■ AIM A
Extract the passage of the roadmap article running from "As we near 200" to "work get set.", word for word.
■ AIM B
Reproduce the records verbatim, starting at their very beginning and ending with the line that contains "(552, 143), (764, 271)", and leave out the pictures.

■ PROVIDED PASSAGE

-=-=-

#now, #next, #later: Roadmaps without the Drudgery

Noah Weiss
4 min readNov 6, 2014

A deceptively simple process for prioritizing projects that won’t cause a revolt.

By Noah Weiss, SVP Product at Foursquare

Whiteboards, sticky notes, and brainstorms within a team are the fun part. Then comes the hard part: how to capture all those ideas, stack ranked, vetted, and communicate them across your company.

When your company has fewer than 20 people, written roadmaps are overkill. There are a handful of projects, everyone talks at lunch, and you don’t have the runway to plan more than a few months ahead.

When your company is 1,000+ people, you probably need complicated processes and committees for any company-wide initiatives. Aggregating OKRs from teams across Google required numerous PMs working practically full-time for weeks per quarter. There are stakeholders across sales, marketing, support, and more to coordinate with.

Between 20 people and 1,000 people is the sweet spot for a light-weight approach to product roadmaps. We have tried many at Foursquare, but none have stuck — including a few attempts at OKRs. The alignment from OKRs is great, but the measurement overhead is overkill for companies changing quickly and the quarterly cycle is too inflexible.

As we near 200 people, we’ve finally found a system that feels great and is lighter weight than anything we have done before: #now, #next, #later.

The priority buckets

#now and #next are effectively the goals for the quarter, and #later is the longer term roadmap.

#now

Is the next 2–4 weeks. For many teams that use bi-weekly sprints, this fits perfectly into their planning cadence.

#next

Is 1–3 months out. Effectively, it’s the rest of the quarter after #now. This bucket has the most debate, because #now projects are usually already underway so this is the area where the next few months of work get set.

#later

Is 3+ months out. It’s a useful place to park ideas the team is passionate about. This is the most useful bucket, because it saves the team unending debates so they can focus on building #now and then #next projects.

The prioritization within this bucket is not that important, since you’ll revisit it all in a few months anyways. You can also leave the ideas much less specific than in #now and #next; you just want to plant seeds to revisit later.

Planning

Before teams could plan independently, we had to agree on a few company-wide goals. These should be simple, like US weekly active mobile users or top-line revenue. There should be a clear model for what levers you can pull to accomplish those goals, like where your signups come from, how important reactivation is, and so on. Teams need to know what part of the relay race their efforts plug into. It is then easy to frame team efforts around feature level goals that build up into the company-wide metrics.

-=-=-

[Records of labeled boxes]
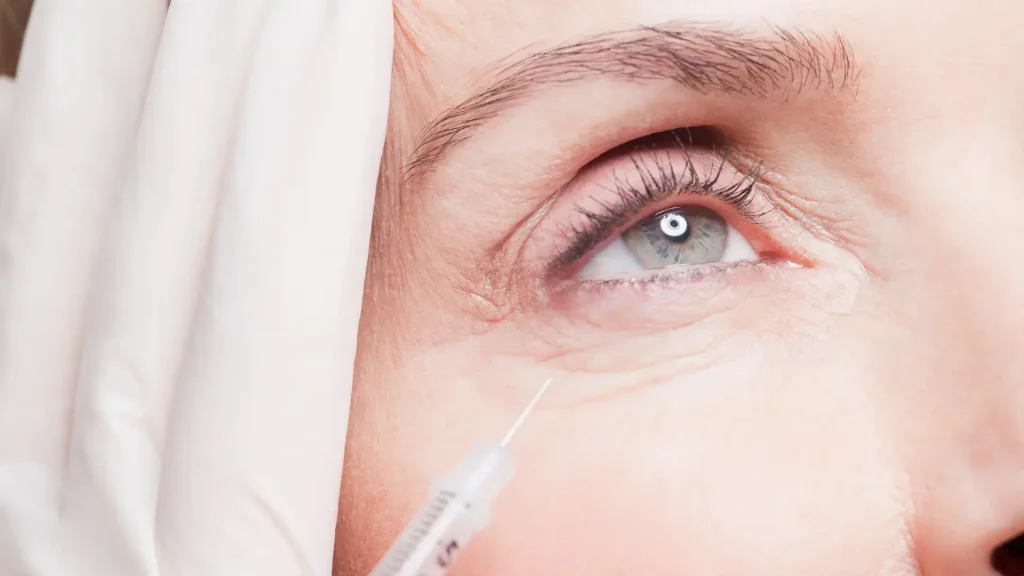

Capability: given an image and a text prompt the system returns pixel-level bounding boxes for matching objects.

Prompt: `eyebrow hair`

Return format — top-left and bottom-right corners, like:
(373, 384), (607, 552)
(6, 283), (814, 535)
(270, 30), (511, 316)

(402, 23), (859, 180)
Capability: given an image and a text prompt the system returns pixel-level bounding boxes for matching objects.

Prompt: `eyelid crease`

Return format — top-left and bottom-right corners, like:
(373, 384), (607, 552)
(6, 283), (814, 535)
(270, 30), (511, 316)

(548, 143), (767, 277)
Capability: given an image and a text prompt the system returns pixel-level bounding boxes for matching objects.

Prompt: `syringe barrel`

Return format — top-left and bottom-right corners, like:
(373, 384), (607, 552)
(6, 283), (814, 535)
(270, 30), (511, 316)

(370, 444), (515, 576)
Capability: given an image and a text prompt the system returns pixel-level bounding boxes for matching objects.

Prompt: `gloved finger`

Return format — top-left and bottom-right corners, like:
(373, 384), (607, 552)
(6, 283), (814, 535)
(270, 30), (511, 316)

(0, 0), (165, 516)
(157, 0), (392, 576)
(0, 76), (14, 172)
(57, 0), (274, 575)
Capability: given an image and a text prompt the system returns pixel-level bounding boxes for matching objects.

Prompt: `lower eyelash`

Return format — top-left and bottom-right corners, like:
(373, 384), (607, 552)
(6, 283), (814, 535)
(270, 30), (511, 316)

(566, 260), (779, 291)
(552, 143), (764, 271)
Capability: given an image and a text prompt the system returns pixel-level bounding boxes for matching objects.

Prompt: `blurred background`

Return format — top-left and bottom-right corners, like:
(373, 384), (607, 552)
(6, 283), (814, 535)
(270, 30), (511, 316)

(0, 0), (32, 76)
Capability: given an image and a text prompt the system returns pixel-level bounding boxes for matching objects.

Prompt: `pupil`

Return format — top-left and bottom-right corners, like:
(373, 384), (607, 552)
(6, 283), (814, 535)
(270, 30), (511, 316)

(658, 208), (690, 243)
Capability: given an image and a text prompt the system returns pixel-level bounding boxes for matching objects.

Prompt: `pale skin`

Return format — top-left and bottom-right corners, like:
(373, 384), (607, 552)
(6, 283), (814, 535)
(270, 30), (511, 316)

(336, 0), (1024, 576)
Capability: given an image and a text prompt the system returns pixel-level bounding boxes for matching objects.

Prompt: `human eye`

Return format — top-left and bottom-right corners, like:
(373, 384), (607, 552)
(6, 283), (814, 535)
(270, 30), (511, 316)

(552, 126), (784, 286)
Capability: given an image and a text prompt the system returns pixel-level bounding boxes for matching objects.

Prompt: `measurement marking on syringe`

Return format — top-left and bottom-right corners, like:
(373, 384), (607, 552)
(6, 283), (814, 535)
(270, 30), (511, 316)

(376, 490), (456, 573)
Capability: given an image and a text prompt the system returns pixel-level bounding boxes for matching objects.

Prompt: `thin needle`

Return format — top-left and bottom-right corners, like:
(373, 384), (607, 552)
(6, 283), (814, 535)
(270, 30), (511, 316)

(502, 378), (555, 448)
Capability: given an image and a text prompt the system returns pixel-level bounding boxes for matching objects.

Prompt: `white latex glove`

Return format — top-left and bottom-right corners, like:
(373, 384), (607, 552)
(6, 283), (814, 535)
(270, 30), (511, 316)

(0, 0), (392, 576)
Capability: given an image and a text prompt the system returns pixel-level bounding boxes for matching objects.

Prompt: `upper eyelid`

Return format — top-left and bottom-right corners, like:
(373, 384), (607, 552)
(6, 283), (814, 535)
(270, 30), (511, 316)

(549, 145), (761, 272)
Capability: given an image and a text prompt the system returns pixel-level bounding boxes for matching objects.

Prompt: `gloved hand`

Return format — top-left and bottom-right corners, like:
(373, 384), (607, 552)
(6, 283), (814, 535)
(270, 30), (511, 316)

(0, 0), (392, 576)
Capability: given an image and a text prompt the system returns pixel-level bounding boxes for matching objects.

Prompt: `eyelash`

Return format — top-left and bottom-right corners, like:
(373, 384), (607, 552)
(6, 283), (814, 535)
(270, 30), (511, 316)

(552, 145), (770, 271)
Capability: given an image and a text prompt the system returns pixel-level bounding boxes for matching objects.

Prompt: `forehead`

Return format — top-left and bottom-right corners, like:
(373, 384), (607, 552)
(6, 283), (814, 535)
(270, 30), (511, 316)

(391, 0), (1024, 172)
(395, 0), (1024, 98)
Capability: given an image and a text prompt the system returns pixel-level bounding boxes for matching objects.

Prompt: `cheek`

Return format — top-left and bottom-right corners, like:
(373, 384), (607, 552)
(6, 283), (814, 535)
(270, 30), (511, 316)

(339, 319), (909, 576)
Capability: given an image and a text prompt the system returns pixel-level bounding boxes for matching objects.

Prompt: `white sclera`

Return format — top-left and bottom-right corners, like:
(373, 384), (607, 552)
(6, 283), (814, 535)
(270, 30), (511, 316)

(577, 219), (758, 280)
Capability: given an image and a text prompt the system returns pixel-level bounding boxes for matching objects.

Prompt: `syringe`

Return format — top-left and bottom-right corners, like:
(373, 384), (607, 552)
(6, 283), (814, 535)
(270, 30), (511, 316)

(370, 378), (551, 576)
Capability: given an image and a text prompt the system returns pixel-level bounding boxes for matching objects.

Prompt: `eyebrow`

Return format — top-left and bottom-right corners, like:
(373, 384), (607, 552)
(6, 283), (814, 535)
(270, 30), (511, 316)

(403, 23), (859, 180)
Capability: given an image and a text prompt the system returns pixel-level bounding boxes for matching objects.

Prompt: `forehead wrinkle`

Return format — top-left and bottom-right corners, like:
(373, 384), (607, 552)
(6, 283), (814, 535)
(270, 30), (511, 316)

(403, 23), (858, 180)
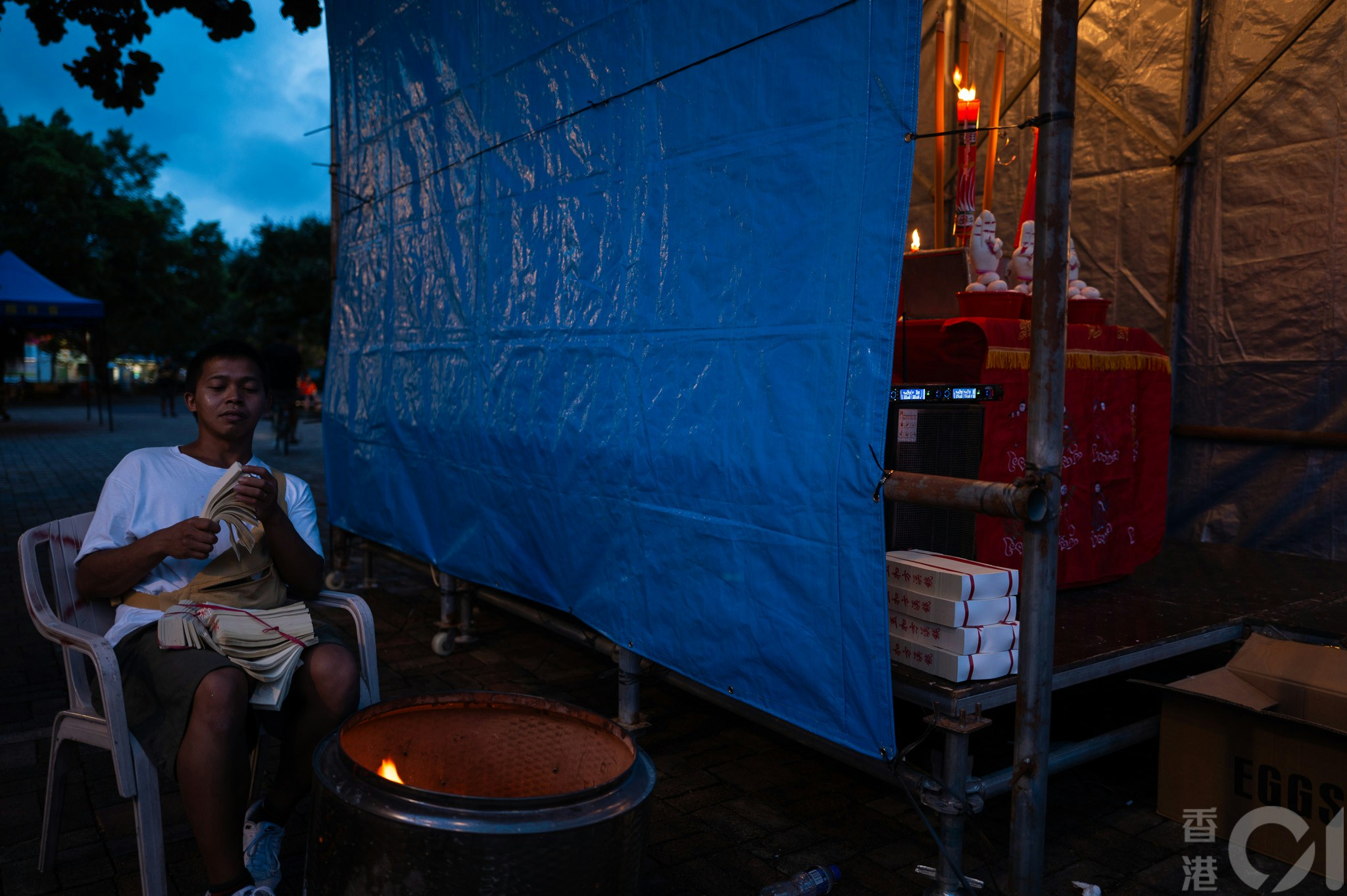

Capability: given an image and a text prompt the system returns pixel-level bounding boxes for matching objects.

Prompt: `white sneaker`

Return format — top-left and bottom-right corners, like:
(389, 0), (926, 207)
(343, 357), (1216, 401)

(240, 799), (285, 896)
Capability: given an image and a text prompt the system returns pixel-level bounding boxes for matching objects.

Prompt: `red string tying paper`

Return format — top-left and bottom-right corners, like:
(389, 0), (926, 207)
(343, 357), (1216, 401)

(168, 601), (308, 647)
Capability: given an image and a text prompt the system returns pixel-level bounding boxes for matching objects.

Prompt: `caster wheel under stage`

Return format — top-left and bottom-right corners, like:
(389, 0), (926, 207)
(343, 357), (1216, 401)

(429, 631), (458, 657)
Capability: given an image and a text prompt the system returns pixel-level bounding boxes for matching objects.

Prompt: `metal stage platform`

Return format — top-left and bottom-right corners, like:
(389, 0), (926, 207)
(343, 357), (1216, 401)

(329, 530), (1347, 885)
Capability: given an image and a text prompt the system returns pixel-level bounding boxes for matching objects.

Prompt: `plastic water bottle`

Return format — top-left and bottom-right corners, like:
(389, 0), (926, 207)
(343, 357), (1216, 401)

(758, 865), (842, 896)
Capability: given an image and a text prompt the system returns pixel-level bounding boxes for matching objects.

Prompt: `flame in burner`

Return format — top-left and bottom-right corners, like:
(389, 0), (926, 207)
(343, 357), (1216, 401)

(378, 757), (405, 784)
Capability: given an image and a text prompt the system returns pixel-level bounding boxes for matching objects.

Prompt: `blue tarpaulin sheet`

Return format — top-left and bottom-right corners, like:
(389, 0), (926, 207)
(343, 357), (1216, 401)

(324, 0), (920, 756)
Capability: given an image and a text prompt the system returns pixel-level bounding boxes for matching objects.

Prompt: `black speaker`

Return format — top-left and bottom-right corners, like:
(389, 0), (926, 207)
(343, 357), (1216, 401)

(883, 401), (983, 559)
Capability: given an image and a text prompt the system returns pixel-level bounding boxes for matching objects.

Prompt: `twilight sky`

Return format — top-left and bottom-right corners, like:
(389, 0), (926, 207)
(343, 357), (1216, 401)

(0, 0), (330, 242)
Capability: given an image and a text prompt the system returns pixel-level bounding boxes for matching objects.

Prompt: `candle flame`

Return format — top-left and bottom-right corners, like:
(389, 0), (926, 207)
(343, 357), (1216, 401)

(954, 66), (978, 103)
(378, 757), (403, 784)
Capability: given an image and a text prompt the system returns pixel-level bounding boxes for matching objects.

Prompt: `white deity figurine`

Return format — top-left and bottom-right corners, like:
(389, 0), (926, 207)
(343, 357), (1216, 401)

(1010, 221), (1033, 293)
(970, 208), (1005, 284)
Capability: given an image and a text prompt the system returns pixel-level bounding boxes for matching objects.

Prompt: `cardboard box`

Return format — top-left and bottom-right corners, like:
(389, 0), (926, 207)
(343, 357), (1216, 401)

(889, 635), (1019, 682)
(889, 588), (1019, 627)
(885, 550), (1019, 600)
(1142, 634), (1347, 881)
(889, 609), (1019, 655)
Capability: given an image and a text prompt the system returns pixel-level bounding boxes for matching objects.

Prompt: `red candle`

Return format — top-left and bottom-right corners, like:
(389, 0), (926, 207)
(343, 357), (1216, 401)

(954, 68), (982, 247)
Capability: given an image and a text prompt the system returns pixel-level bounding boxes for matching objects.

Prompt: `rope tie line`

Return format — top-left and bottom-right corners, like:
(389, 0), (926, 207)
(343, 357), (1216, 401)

(902, 112), (1075, 143)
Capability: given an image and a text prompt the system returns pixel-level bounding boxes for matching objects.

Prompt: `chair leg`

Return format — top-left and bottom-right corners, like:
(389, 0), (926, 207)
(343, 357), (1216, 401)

(131, 740), (168, 896)
(37, 720), (76, 872)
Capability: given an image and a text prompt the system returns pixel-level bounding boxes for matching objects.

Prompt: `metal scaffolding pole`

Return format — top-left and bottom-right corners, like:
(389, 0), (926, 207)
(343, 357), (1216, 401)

(1010, 0), (1079, 896)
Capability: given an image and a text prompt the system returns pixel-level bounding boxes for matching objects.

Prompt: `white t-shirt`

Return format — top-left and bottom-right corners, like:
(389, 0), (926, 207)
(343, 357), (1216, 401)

(76, 445), (324, 644)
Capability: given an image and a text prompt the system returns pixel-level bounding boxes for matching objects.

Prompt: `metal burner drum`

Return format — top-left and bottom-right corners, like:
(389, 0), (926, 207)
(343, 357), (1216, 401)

(305, 692), (654, 896)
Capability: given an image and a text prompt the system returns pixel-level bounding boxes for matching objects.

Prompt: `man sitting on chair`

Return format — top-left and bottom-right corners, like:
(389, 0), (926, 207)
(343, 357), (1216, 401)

(76, 342), (358, 896)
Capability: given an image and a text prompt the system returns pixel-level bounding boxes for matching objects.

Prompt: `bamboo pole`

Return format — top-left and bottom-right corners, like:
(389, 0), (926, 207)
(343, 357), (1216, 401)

(931, 19), (944, 249)
(959, 22), (973, 86)
(982, 34), (1018, 215)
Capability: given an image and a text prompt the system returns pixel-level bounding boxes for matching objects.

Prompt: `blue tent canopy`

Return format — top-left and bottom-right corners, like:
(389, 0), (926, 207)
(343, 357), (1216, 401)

(324, 0), (921, 757)
(0, 252), (103, 324)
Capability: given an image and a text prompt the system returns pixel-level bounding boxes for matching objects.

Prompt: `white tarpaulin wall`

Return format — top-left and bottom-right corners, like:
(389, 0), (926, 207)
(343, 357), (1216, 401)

(909, 0), (1347, 558)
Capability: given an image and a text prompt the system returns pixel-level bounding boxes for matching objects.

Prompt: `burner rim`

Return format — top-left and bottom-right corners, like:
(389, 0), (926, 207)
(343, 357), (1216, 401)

(331, 690), (640, 811)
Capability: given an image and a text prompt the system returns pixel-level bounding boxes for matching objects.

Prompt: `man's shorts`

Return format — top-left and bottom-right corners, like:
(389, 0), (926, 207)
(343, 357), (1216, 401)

(110, 617), (350, 782)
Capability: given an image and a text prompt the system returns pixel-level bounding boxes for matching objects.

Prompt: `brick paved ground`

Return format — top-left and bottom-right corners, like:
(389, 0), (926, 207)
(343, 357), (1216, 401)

(0, 401), (1323, 896)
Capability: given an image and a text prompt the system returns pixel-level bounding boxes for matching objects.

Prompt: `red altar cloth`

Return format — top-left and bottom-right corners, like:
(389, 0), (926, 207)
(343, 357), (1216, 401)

(893, 318), (1169, 586)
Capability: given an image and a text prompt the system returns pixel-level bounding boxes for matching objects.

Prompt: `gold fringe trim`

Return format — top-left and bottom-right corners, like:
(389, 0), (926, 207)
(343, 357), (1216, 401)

(986, 341), (1169, 374)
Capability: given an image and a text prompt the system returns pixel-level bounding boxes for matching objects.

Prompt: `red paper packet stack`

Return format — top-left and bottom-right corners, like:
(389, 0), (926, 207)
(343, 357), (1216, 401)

(885, 550), (1019, 682)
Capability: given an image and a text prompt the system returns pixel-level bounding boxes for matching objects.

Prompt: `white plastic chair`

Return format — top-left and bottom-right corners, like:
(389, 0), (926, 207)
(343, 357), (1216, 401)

(19, 513), (378, 896)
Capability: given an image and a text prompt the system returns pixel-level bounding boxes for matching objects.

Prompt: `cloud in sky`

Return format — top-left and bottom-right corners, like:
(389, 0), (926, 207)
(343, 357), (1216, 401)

(0, 0), (330, 241)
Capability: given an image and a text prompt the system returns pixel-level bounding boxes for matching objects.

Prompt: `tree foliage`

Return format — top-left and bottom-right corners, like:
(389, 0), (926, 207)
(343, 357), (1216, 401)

(0, 110), (331, 362)
(0, 0), (322, 116)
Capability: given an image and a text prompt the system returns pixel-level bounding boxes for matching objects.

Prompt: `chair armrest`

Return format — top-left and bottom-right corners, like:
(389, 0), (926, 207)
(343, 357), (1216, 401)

(32, 616), (136, 797)
(308, 590), (378, 709)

-=-=-

■ FINAL ANSWER A
As we near 200 people, we’ve finally found a system that feels great and is lighter weight than anything we have done before: #now, #next, #later.

The priority buckets

#now and #next are effectively the goals for the quarter, and #later is the longer term roadmap.

#now

Is the next 2–4 weeks. For many teams that use bi-weekly sprints, this fits perfectly into their planning cadence.

#next

Is 1–3 months out. Effectively, it’s the rest of the quarter after #now. This bucket has the most debate, because #now projects are usually already underway so this is the area where the next few months of work get set.

■ FINAL ANSWER B
Capability: given an image and a text prompt the system returns pixel-level bounding boxes for matching objects.

Prompt: `eyebrow hair`

Return format — top-left and bottom-right corners, like:
(373, 384), (607, 552)
(6, 283), (814, 535)
(270, 30), (511, 316)

(402, 23), (859, 180)
Capability: given an image and a text prompt the system returns pixel-level bounding boxes for matching objects.

Prompt: `eyelid crease`

Return format — top-left and bottom-right corners, like:
(373, 384), (607, 552)
(6, 283), (814, 535)
(270, 30), (511, 316)

(548, 143), (767, 277)
Capability: given an image and a text prompt the system returns pixel-level bounding boxes for matching objects.

Prompt: `syringe barrel`

Return format — top-left and bottom-right corners, like:
(373, 384), (607, 552)
(6, 283), (814, 535)
(270, 30), (511, 316)

(370, 444), (515, 576)
Capability: given an image and a text prompt the system returns pixel-level bounding boxes for matching objects.

Prompt: `gloved finger`

Return format — top-left and bottom-right corners, like:
(373, 384), (607, 552)
(6, 283), (814, 535)
(270, 30), (511, 316)

(0, 0), (165, 516)
(157, 0), (392, 576)
(0, 76), (14, 172)
(57, 0), (274, 575)
Capability: given an image and a text prompt the system returns pixel-level bounding boxes for matching objects.

Prompt: `lower eyelash`

Return format — top-left and bottom-right corners, like:
(373, 384), (607, 552)
(6, 283), (814, 535)
(270, 30), (511, 316)

(566, 260), (779, 291)
(552, 143), (764, 271)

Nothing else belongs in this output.